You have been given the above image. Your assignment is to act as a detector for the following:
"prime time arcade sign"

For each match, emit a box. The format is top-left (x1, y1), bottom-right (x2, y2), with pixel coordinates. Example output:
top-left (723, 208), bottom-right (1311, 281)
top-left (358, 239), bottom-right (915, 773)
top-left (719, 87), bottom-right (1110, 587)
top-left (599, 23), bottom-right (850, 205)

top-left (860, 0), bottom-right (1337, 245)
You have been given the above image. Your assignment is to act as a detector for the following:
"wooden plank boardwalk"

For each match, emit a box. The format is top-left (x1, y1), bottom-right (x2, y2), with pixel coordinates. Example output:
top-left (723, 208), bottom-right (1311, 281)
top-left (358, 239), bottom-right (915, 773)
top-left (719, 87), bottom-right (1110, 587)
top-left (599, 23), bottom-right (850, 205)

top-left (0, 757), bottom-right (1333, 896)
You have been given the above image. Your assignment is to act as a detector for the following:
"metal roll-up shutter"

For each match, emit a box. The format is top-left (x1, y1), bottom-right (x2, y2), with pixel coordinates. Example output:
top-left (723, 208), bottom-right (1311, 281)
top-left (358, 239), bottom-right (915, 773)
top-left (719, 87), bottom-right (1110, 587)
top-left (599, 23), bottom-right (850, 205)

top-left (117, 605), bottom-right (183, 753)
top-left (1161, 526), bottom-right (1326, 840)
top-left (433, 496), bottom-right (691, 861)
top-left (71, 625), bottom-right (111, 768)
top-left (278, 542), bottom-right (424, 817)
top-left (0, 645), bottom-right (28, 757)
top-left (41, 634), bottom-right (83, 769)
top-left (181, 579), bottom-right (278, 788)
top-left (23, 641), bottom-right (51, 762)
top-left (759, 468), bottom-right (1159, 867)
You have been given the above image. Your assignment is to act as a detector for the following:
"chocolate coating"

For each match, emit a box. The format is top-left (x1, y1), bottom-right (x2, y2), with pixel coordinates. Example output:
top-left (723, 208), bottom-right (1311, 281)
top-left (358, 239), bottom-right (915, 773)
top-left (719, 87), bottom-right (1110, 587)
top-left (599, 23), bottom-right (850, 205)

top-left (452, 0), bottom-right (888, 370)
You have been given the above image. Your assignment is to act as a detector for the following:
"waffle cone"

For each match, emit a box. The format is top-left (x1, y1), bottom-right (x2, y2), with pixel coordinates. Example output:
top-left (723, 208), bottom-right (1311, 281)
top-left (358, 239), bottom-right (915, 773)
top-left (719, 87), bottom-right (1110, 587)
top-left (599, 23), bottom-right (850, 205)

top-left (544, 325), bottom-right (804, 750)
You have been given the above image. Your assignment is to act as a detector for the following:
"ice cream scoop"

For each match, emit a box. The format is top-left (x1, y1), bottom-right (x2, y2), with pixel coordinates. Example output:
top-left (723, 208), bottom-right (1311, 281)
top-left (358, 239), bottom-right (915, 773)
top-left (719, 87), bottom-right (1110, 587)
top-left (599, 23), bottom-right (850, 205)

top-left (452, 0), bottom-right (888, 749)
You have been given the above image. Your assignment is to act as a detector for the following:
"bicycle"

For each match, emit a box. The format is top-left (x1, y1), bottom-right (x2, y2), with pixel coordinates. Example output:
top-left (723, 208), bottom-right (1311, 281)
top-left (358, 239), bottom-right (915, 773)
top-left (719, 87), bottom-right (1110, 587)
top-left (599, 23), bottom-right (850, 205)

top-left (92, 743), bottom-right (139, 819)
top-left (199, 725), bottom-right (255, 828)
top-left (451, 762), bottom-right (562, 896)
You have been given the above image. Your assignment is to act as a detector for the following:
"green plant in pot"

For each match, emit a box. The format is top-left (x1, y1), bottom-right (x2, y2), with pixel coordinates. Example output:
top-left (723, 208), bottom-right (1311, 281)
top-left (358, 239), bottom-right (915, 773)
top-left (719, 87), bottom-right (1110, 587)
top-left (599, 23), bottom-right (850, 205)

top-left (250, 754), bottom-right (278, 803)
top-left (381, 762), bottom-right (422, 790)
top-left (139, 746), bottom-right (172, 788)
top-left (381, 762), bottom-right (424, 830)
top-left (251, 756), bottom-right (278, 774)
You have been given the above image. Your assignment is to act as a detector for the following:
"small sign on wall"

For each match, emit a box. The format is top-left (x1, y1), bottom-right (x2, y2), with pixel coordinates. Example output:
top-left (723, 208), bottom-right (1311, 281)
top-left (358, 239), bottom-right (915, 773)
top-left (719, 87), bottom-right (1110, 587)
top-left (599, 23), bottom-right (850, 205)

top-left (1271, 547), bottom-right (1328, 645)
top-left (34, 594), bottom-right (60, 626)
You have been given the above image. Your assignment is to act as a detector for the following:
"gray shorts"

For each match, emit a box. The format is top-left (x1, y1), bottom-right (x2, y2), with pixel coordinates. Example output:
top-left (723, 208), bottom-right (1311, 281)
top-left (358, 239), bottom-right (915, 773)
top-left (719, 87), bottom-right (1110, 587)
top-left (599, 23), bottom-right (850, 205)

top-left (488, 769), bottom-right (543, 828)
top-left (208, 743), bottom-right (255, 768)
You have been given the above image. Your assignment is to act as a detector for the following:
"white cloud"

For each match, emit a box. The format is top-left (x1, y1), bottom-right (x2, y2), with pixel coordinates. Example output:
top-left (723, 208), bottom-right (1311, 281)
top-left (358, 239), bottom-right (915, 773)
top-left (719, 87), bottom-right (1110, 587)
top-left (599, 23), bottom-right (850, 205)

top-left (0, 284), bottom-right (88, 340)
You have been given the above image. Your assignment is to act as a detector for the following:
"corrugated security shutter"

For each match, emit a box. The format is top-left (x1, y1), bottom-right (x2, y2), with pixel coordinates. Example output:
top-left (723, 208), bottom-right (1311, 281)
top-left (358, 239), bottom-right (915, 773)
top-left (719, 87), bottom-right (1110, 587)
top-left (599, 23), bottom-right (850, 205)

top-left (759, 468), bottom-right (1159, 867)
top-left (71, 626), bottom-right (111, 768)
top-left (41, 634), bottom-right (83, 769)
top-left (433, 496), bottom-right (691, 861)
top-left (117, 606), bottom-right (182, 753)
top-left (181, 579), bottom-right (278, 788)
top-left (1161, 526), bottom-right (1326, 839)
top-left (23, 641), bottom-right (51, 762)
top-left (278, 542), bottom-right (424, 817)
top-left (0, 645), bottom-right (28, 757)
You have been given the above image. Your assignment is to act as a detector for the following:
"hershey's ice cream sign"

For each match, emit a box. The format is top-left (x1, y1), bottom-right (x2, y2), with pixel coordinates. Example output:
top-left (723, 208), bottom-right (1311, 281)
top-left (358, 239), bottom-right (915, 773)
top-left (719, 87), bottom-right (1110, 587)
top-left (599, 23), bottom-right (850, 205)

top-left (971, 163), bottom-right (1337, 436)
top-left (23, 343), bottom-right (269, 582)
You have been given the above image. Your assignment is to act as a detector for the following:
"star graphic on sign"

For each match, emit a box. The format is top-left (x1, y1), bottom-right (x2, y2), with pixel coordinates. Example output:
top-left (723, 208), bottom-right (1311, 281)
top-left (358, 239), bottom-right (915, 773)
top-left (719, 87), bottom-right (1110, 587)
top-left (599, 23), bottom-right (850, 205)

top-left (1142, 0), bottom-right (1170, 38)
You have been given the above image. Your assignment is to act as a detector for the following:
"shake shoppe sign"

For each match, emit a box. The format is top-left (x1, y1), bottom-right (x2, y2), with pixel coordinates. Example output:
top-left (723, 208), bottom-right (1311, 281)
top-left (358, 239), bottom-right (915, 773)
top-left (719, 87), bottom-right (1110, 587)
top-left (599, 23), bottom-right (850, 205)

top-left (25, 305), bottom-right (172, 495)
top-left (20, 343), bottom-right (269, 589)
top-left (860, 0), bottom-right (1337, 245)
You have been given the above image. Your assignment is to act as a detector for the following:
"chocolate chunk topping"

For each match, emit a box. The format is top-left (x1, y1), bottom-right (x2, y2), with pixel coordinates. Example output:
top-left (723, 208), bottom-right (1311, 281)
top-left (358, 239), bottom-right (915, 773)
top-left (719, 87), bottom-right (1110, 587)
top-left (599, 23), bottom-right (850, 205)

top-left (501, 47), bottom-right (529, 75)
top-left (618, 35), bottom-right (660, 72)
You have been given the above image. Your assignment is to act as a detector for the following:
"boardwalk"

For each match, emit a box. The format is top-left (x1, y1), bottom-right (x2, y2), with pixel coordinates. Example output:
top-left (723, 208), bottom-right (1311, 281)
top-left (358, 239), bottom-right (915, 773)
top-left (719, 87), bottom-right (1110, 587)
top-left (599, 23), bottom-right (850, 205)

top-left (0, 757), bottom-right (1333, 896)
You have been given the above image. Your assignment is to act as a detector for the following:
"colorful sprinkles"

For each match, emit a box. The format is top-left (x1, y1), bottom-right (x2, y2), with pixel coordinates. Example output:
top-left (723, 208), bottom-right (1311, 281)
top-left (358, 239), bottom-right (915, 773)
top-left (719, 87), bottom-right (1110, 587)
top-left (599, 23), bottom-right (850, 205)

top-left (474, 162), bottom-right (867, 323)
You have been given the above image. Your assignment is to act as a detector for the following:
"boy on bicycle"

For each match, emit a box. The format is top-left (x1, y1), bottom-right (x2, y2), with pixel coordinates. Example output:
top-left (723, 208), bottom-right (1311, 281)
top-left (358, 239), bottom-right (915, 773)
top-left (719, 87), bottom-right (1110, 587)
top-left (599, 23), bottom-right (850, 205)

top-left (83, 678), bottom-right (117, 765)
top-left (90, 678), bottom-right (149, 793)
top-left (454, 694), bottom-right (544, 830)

********************

Problem to solve
How many lines of the material above contain the string "cream"? Reply with the number alone.

Output of the task
2